>> Begin

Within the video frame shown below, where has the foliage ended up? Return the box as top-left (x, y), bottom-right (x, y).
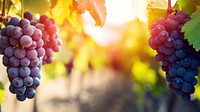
top-left (23, 0), bottom-right (50, 14)
top-left (73, 0), bottom-right (106, 26)
top-left (177, 0), bottom-right (200, 15)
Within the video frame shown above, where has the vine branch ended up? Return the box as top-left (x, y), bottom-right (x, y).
top-left (166, 0), bottom-right (174, 16)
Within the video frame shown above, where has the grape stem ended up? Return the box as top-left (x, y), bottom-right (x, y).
top-left (0, 0), bottom-right (6, 25)
top-left (166, 0), bottom-right (174, 16)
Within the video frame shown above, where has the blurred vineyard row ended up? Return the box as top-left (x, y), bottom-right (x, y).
top-left (0, 0), bottom-right (200, 112)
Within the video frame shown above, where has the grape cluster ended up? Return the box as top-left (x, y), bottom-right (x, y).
top-left (149, 11), bottom-right (200, 100)
top-left (24, 12), bottom-right (62, 64)
top-left (0, 12), bottom-right (61, 101)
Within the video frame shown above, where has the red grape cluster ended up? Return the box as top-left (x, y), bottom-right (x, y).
top-left (0, 12), bottom-right (61, 101)
top-left (149, 11), bottom-right (200, 100)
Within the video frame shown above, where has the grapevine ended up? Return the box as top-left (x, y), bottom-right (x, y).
top-left (149, 2), bottom-right (200, 101)
top-left (0, 12), bottom-right (62, 101)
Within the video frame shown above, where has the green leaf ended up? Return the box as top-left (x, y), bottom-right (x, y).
top-left (182, 6), bottom-right (200, 50)
top-left (0, 82), bottom-right (5, 104)
top-left (147, 0), bottom-right (167, 26)
top-left (23, 0), bottom-right (50, 14)
top-left (177, 0), bottom-right (200, 15)
top-left (50, 0), bottom-right (58, 8)
top-left (148, 8), bottom-right (167, 27)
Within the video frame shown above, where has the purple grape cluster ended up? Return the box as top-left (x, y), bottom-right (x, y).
top-left (149, 11), bottom-right (200, 101)
top-left (24, 12), bottom-right (62, 64)
top-left (0, 12), bottom-right (61, 101)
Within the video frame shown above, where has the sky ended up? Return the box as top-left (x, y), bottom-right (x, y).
top-left (82, 0), bottom-right (175, 46)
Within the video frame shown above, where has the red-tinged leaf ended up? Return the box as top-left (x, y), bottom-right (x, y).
top-left (76, 0), bottom-right (106, 26)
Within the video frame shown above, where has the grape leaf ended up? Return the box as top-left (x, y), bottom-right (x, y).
top-left (147, 0), bottom-right (167, 26)
top-left (76, 0), bottom-right (107, 26)
top-left (182, 6), bottom-right (200, 50)
top-left (50, 0), bottom-right (58, 9)
top-left (177, 0), bottom-right (200, 15)
top-left (23, 0), bottom-right (50, 14)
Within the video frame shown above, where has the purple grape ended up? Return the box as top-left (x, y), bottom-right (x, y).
top-left (32, 29), bottom-right (42, 41)
top-left (16, 95), bottom-right (26, 101)
top-left (9, 56), bottom-right (20, 67)
top-left (4, 47), bottom-right (14, 57)
top-left (14, 47), bottom-right (26, 59)
top-left (15, 86), bottom-right (26, 95)
top-left (20, 35), bottom-right (32, 48)
top-left (24, 12), bottom-right (33, 21)
top-left (19, 67), bottom-right (31, 77)
top-left (30, 67), bottom-right (40, 77)
top-left (19, 19), bottom-right (30, 28)
top-left (8, 17), bottom-right (20, 26)
top-left (25, 88), bottom-right (35, 99)
top-left (23, 24), bottom-right (35, 36)
top-left (12, 77), bottom-right (23, 87)
top-left (20, 57), bottom-right (31, 67)
top-left (24, 76), bottom-right (33, 86)
top-left (6, 25), bottom-right (14, 36)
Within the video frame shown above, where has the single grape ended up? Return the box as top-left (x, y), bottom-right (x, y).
top-left (12, 77), bottom-right (23, 87)
top-left (25, 87), bottom-right (35, 99)
top-left (20, 57), bottom-right (31, 67)
top-left (14, 47), bottom-right (26, 59)
top-left (8, 67), bottom-right (19, 78)
top-left (26, 49), bottom-right (37, 60)
top-left (20, 35), bottom-right (32, 48)
top-left (4, 47), bottom-right (14, 57)
top-left (24, 12), bottom-right (33, 21)
top-left (8, 17), bottom-right (20, 26)
top-left (12, 26), bottom-right (23, 39)
top-left (16, 95), bottom-right (26, 101)
top-left (15, 86), bottom-right (26, 95)
top-left (23, 24), bottom-right (35, 36)
top-left (24, 76), bottom-right (33, 86)
top-left (19, 67), bottom-right (31, 77)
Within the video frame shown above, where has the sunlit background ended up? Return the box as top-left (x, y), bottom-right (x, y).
top-left (0, 0), bottom-right (200, 112)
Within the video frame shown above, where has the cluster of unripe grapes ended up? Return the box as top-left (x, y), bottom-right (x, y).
top-left (0, 12), bottom-right (62, 101)
top-left (149, 11), bottom-right (200, 100)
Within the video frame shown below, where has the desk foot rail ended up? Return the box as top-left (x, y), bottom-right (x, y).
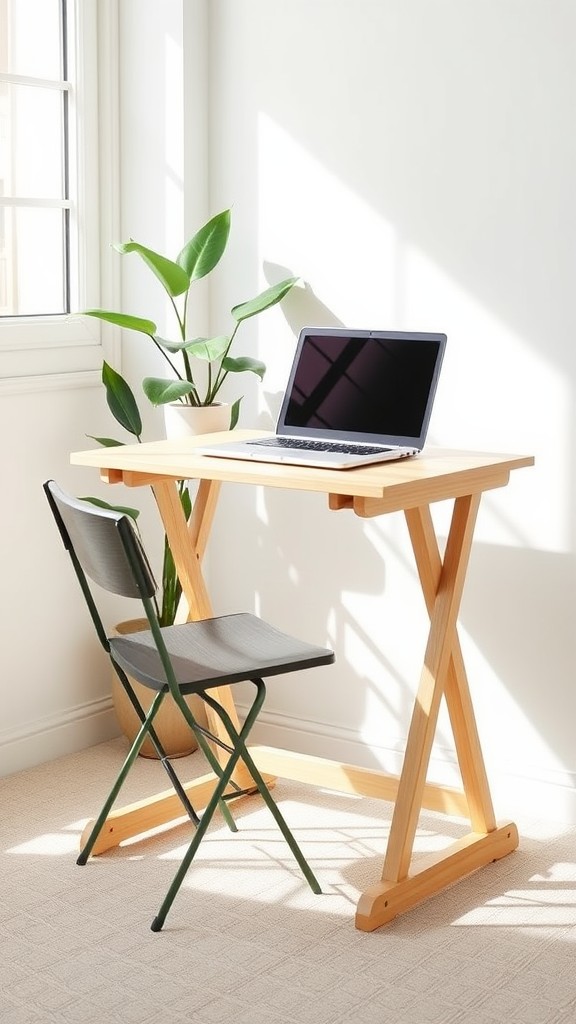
top-left (356, 821), bottom-right (520, 932)
top-left (80, 766), bottom-right (276, 857)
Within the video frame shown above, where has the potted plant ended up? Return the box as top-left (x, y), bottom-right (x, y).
top-left (84, 210), bottom-right (298, 429)
top-left (84, 210), bottom-right (298, 757)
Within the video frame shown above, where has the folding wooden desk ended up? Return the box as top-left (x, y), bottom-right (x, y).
top-left (72, 430), bottom-right (534, 931)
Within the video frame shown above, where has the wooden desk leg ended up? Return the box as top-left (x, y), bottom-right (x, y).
top-left (406, 507), bottom-right (496, 833)
top-left (356, 495), bottom-right (518, 931)
top-left (153, 479), bottom-right (252, 788)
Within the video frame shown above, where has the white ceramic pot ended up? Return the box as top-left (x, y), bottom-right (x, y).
top-left (164, 401), bottom-right (231, 440)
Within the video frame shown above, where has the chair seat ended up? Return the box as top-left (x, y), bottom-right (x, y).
top-left (109, 612), bottom-right (334, 693)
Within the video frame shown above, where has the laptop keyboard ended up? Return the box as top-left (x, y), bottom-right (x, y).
top-left (248, 437), bottom-right (393, 455)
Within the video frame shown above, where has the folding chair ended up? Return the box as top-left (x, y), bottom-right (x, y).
top-left (44, 480), bottom-right (334, 932)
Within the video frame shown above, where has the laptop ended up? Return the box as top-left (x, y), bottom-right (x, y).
top-left (197, 327), bottom-right (446, 469)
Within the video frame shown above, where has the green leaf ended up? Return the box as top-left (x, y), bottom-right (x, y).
top-left (222, 355), bottom-right (266, 381)
top-left (83, 309), bottom-right (157, 335)
top-left (184, 334), bottom-right (230, 362)
top-left (154, 334), bottom-right (191, 352)
top-left (230, 398), bottom-right (242, 430)
top-left (142, 377), bottom-right (194, 406)
top-left (80, 498), bottom-right (140, 519)
top-left (177, 210), bottom-right (230, 284)
top-left (102, 361), bottom-right (142, 437)
top-left (114, 239), bottom-right (190, 298)
top-left (231, 278), bottom-right (299, 323)
top-left (86, 434), bottom-right (124, 447)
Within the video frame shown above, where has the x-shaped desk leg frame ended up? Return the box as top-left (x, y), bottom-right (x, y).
top-left (356, 494), bottom-right (519, 931)
top-left (88, 473), bottom-right (519, 931)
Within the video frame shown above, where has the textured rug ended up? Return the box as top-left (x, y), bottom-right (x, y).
top-left (0, 739), bottom-right (576, 1024)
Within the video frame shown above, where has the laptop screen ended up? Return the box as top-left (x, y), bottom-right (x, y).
top-left (278, 328), bottom-right (446, 446)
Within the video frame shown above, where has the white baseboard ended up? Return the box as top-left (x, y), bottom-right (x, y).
top-left (239, 708), bottom-right (576, 825)
top-left (0, 697), bottom-right (120, 777)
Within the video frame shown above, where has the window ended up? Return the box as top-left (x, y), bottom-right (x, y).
top-left (0, 0), bottom-right (114, 388)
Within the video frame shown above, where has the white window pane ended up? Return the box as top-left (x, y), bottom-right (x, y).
top-left (0, 83), bottom-right (64, 199)
top-left (0, 0), bottom-right (63, 79)
top-left (0, 208), bottom-right (67, 316)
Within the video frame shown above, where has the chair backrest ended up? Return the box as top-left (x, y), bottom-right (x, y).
top-left (44, 480), bottom-right (158, 599)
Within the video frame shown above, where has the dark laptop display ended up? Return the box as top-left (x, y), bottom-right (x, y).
top-left (199, 328), bottom-right (446, 469)
top-left (278, 334), bottom-right (440, 444)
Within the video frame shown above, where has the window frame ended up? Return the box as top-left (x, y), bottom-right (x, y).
top-left (0, 0), bottom-right (119, 394)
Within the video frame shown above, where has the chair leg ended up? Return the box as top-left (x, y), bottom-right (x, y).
top-left (111, 658), bottom-right (200, 825)
top-left (205, 680), bottom-right (322, 896)
top-left (76, 690), bottom-right (166, 865)
top-left (151, 679), bottom-right (322, 932)
top-left (111, 658), bottom-right (238, 831)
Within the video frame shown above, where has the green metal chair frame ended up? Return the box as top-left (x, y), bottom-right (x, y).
top-left (44, 480), bottom-right (334, 932)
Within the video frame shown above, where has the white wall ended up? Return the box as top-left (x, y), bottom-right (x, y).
top-left (0, 0), bottom-right (202, 776)
top-left (200, 0), bottom-right (576, 820)
top-left (0, 0), bottom-right (576, 821)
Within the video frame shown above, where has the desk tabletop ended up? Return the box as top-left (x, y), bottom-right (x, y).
top-left (71, 430), bottom-right (534, 515)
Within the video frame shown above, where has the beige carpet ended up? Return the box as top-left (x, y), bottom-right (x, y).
top-left (0, 740), bottom-right (576, 1024)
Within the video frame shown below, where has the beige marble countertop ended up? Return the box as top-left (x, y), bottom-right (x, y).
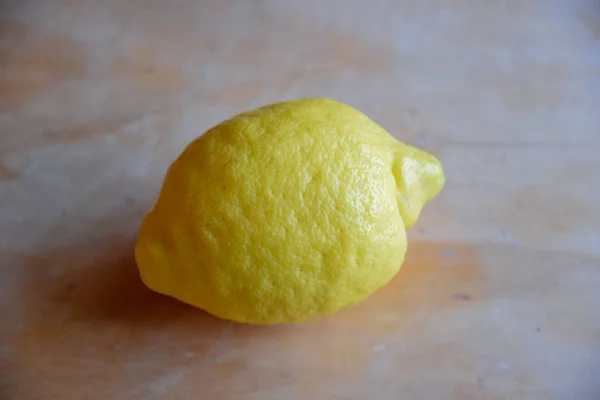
top-left (0, 0), bottom-right (600, 400)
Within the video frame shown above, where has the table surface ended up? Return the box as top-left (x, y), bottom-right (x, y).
top-left (0, 0), bottom-right (600, 400)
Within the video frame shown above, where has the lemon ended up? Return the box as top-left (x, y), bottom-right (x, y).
top-left (135, 98), bottom-right (444, 324)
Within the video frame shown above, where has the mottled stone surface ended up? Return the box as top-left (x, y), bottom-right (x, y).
top-left (0, 0), bottom-right (600, 400)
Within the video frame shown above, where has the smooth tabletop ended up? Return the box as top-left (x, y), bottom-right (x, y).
top-left (0, 0), bottom-right (600, 400)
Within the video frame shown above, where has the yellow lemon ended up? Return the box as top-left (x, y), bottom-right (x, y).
top-left (135, 98), bottom-right (444, 324)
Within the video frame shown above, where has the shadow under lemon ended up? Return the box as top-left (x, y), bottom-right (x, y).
top-left (11, 241), bottom-right (485, 397)
top-left (30, 242), bottom-right (485, 335)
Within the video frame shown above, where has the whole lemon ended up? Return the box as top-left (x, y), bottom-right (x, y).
top-left (135, 98), bottom-right (444, 324)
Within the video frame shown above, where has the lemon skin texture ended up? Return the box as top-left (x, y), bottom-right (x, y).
top-left (135, 98), bottom-right (444, 324)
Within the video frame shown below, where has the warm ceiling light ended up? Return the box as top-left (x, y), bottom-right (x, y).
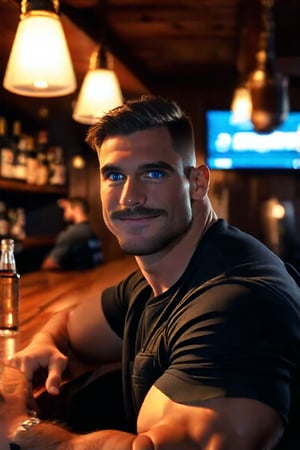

>> End

* Task goal:
Express the rows starting with the line containing "purple grape ended" and going on through the line containing "top-left (6, 25), bottom-right (14, 36)" as a two-column CSV with the header input,output. Give each row's text under input and its answer under output, putting each in a single quoted field with line breaks replaced by spaces.

* Correct response:
input,output
"Within the video frame shown above, where has the purple grape ended up? Return the box as top-left (x, y), bottom-right (x, y).","top-left (32, 29), bottom-right (42, 41) top-left (16, 95), bottom-right (26, 101) top-left (9, 56), bottom-right (20, 67) top-left (4, 47), bottom-right (14, 57) top-left (14, 47), bottom-right (26, 59) top-left (15, 86), bottom-right (26, 95) top-left (20, 35), bottom-right (32, 48) top-left (24, 12), bottom-right (33, 21) top-left (19, 67), bottom-right (31, 77) top-left (30, 67), bottom-right (40, 77) top-left (19, 19), bottom-right (30, 28) top-left (8, 17), bottom-right (20, 26) top-left (25, 88), bottom-right (35, 99) top-left (23, 24), bottom-right (35, 36) top-left (12, 77), bottom-right (23, 87) top-left (20, 57), bottom-right (31, 67) top-left (24, 76), bottom-right (33, 86) top-left (6, 25), bottom-right (14, 36)"